Mitte des 19. Jahrhunderts kauften europäische Einwanderer zunächst das begehrte Land von den Maoris. Als die Wünsche überhand nahmen und die Besitzer sich weigerten, weiteres Gebiet zu verkaufen, kam es zum Krieg und zu gewaltsamer Landnahme.
Der Friedhof rund um die Kathedrale von New Plymouth ist ein wunderschöner Ort. Die Grabinschriften zeugen aber von unruhigen Zeiten und der unterschiedlichen Sichtweise auf die einheimischen Gegner. Von Kriegshandlungen ("fell in the Maori trouble", "killed at the Attack") bis zum unberechtigten Terrorakt ("murdered by Rebel Maoris") reicht die Deutung der Sieger. Mit einem Stein neueren Datums erinnert ein Vater (Soldat) an seinen toten Sohn (Soldat, Falklands), einen toten Freund (Soldat, Afghanistan) und all die anderen toten Soldaten der Luftwaffe - selbstverständlich nur der eigenen.

▶ Aufgaben:
(1) Wo liegt laut dem Text über den Friedhof von New Plymouth der beschriebene Friedhof?
(2) Nimm den Text über den Friedhof von New Plymouth nach seinem letzten Satz wieder auf und schreibe ihn weiter.
Die anschließenden Zeilen stehen in keinem Zusammenhang mit dem Text über den Friedhof von New Plymouth.

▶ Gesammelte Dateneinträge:
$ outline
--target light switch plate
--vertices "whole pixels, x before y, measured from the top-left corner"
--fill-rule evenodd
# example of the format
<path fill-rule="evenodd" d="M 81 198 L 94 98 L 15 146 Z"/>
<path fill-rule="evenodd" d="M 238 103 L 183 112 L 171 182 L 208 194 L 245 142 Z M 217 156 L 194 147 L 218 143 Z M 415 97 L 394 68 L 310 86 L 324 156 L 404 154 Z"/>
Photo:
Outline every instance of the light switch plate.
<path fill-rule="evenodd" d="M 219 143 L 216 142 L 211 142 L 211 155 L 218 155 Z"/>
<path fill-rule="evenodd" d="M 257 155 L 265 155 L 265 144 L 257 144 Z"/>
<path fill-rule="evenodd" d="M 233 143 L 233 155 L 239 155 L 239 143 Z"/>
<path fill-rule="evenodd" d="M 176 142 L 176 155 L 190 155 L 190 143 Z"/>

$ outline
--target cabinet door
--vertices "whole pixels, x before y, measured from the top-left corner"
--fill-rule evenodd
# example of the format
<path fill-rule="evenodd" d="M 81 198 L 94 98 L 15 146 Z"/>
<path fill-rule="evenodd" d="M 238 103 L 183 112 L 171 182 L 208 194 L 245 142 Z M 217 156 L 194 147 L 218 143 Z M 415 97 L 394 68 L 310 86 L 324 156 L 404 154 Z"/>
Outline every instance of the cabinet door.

▶ Erwartete Antworten:
(1) Rund um die Kathedrale von New Plymouth.

(2)
PS "Gefallen" ist so ein verräterischer Euphemismus!
Die architektonisch imposante Brücke über den Waiwhakaiho River führt vom Parkplatz auf der Stadtseite zu einem gut ausgebauten Küstenwanderweg längs der Tasmanischen See, auf die wir hier einen ersten Blick werfen können. Sie ist, im Gegensatz zu ihrem blauen Gegenstück auf der anderen Inselseite, graugrün. Die Brücke mit dem walrippenförmigen Trägergerüst und dem Blick auf den Mount Taranaki ist wegen Bauarbeiten zwar begehbar, aber durch Planen verhüllt. Dankenswerterweise hat die Stadt eine großformatige Fotografie aufgestellt - mit der Aufforderung zum Selfie.
Der eigentlich sehr fotogen positionierte Mount Taranaki fällt hier ebenfalls der Verhüllung zum Opfer. Versuche, ihn während der Weiterfahrt vors Objektiv zu bekommen, gestalten sich schwierig. Mal ist er nicht zu sehen, mal wolkenverhüllt. Wenn alles stimmt, gibt es keine Haltebucht. Erst am Nachmittag, von der anderen Seite und von einer eigens angesteuerten Nebenstraße aus präsentiert er sich in seiner ganzen Pracht.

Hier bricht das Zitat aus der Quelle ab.